Brano proposto ▸
============================================================

Per chi ha figli in età prescolare, "Olga" è senza dubbio la tata del Volga, quella che parla quattro lingue (più una di scorta). Ne sia fedele testimonianza la canzone che noi genitori siamo costretti ad ascoltare durante ogni viaggio in macchina, sia pure di pochi chilometri, nel tentativo di placare urli, richieste e mal d'auto.

Per me, da circa un mese, Holga (con l'acca davanti) è invece una straordinaria macchina fotografica di gusto retro, che pare uscita da una fabbrica di Berlino est. Interamente in plastica (lente compresa), senza fuoco, diaframma, contascatti, viene venduta con un rotolino di nastro isolante nero per impedire alla luce di entrare dal coperchio posteriore e bruciare la pellicola. Praticamente ha solo il mirino, una leva per scattare ed un flash.

Ma è proprio questa sua limitatezza a renderla unica e straordinaria. La sua parvità di risorse rende assolutamente necessario studiare ogni ripresa, pensare attentamente all'inquadratura, considerare con precisione le luci e le ombre. L'impossibilità di veder subito il risultato dello scatto ed anzi dover aspettare una settimana per lo sviluppo e la stampa della pellicola (monta film da 120, non i comuni 35 mm.) aggiunge la trepidazione dell'attesa al fascino del risultato finale.

Ecco che in questi giorni non parlo d'altro, non vedo altro, non immagino altro. Mi alzo al mattino pensando a quali scatti fare, a quali pose sfruttare, da quale angolo riprendere la scena. E vivo in virtù del venerdì pomeriggio, quando il fotografo mi riconsegna i tanto attesi provini. Come questo, che condivido con voi.




E' per me un sogno realizzato, un living dream, quello di poter fare fotografie come agli inizi del secolo scorso. I bordi scuri attorno al centro dell'immagine nitidissima, i grigi così carichi di sfumature, la sfocatura negli angoli rendono queste foto di straordinario interesse. Mi fanno vedere through the looking glass una realtà più bella del reale, mi permettono di osservare per speculum in aenigmate il mondo che vorrei, mi proiettano come specchio delle mie brame un mondo più desiderabile. Insomma, sono degne di riflessione.




Sono tornato. Sono tornato ?

Mi dispiace di morire, ma son contento


La vulnerabilità, la fragilità, la precarietà della nostra esistenza è pensiero temibile e terribile. Quando si viene assaliti immotivatamente da questi pensieri, come quello d'esser destinatari di infauste diagnosi, in genere è per colpa di uno squilibrio chimico. Con un pochino di litio, e con l'amore della famiglia, si riesce in genere a ritirar su l'umore ed a scacciare i fantasmi.

============================================================

Dati forniti ▸
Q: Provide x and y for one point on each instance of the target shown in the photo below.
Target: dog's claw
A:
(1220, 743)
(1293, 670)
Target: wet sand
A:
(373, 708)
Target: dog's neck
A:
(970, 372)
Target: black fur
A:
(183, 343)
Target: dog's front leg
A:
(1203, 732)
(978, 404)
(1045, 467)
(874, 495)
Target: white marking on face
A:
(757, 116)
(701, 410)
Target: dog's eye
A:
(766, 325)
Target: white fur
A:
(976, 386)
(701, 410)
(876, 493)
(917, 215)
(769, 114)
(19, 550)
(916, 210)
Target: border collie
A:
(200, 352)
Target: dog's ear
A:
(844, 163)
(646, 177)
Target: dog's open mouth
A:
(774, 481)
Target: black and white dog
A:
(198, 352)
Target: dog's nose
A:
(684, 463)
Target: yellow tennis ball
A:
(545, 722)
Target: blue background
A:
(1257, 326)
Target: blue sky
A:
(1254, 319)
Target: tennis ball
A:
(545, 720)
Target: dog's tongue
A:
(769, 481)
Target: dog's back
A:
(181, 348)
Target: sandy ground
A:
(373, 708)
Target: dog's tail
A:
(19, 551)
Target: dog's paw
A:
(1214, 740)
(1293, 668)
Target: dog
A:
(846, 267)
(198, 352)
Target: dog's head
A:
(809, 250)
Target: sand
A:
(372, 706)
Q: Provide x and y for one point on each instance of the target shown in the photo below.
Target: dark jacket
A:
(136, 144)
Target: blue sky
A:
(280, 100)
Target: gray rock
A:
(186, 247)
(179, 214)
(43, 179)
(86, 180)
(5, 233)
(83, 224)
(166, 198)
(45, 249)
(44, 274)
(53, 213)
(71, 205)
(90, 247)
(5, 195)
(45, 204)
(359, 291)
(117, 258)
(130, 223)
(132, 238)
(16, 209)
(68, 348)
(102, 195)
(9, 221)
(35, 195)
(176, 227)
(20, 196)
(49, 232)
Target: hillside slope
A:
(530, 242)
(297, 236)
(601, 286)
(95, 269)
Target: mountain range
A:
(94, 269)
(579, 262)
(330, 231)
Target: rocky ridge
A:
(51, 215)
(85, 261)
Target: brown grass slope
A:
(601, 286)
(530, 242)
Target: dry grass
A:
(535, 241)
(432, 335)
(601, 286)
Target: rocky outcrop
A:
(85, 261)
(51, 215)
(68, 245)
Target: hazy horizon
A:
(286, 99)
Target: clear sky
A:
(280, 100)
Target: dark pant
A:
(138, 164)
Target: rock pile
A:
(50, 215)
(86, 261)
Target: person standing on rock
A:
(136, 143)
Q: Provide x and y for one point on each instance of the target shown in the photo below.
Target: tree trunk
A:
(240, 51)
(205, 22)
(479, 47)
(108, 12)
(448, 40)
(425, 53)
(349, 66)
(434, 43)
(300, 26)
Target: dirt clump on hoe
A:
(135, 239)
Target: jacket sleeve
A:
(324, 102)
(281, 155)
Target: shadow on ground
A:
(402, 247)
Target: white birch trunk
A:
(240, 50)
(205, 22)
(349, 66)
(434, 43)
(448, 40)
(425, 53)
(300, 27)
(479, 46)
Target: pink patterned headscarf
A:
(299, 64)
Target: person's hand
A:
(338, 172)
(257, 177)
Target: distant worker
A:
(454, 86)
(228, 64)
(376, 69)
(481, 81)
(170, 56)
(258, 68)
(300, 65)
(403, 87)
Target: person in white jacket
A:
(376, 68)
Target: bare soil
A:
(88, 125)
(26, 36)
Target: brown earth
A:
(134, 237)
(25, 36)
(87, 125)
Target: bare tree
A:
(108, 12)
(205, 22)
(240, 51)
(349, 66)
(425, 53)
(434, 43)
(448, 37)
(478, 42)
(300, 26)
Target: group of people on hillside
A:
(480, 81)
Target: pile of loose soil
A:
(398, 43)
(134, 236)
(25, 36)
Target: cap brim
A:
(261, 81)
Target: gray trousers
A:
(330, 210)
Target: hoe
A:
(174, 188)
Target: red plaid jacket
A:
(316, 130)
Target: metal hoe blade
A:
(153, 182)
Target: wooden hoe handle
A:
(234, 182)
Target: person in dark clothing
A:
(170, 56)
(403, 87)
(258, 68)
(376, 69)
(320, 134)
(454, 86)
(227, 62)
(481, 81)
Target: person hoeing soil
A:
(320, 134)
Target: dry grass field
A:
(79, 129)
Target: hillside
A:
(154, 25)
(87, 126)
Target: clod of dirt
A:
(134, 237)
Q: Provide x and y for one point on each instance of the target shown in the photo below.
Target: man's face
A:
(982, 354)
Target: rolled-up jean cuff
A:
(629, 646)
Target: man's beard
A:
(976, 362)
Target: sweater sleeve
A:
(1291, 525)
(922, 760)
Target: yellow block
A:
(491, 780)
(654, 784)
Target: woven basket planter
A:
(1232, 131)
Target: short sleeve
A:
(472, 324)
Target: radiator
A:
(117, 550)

============================================================

Applicazione pratica ▸
1 - Secondo il brano proposto, quale formato di pellicola utilizza la Holga?
2 - Prosegua il brano proposto a partire dalla sua ultima frase.

Risposte puntuali ▸
1 - Pellicola da 120, non i comuni 35 mm.

2 -
Quando il cervello mi propone queste riflessioni finisco sempre per pensare alla mia morte come qualcosa che non mi riguarda. Non soffro per la mia dipartita, ma per gli altri, per quelli che rimangono. E poi comincio ad immaginare il mio funerale in pompa magna. Una camera ardente, cupa, con drappi neri alle pareti, illuminata solo da quattro ceri attorno al feretro, in sottofondo la messa da requiem (Op. KV 626), la gente seduta attorno su lunghe panche basse. Ma purtroppo non riesco mai ad immaginarmi le facce, non vedo mai chi c'è, chi manca, chi piange, chi chiacchiera, chi è fuori a fumare una sigaretta, chi prega.

Trasformo, insomma, il pensiero in una rappresentazione barocca, in un film, in una dansa macabra che finisce per farmi ridere e per compatirmi. Come diceva la canzone:

Son contento di morire, ma mi dispiace tanto
Mi dispiace di morire, ma son contento

Dev'essere un rigurgito di litio, o d'amore, che mi riporta a più dritto cammino.


P.S.

Trasformo in post quella che avvrebbe dovuto essere una email indirizzata a D., in questi giorni smarrita nelle tenebre. E la immagino di mattina presto, davanti al computer, vincere la ritrosia di scrivere su Google il nome della temuta patologia, premere invio, scorrere con l'occhio la lista di voci in blu sulle quali cliccare, ed iniziare una lotta intestina contro le informazioni lette. Stupidamente, con un misto di vanagloria, orgoglio e presunzione mi chiedo perchè non mi ha telefonato, perchè non mi ha chiesto un appoggio, perchè non si è confidata.

Come se avessi potuto fare qualcosa. Come se fossi lì. Come se anch'io ...

martedì 5 maggio 2009

Tant'è

Ringrazio i miei affezionati lettori per le visite del 26 u.s. e di oggi. 
Mi fate quasi venir voglia di ricominciare.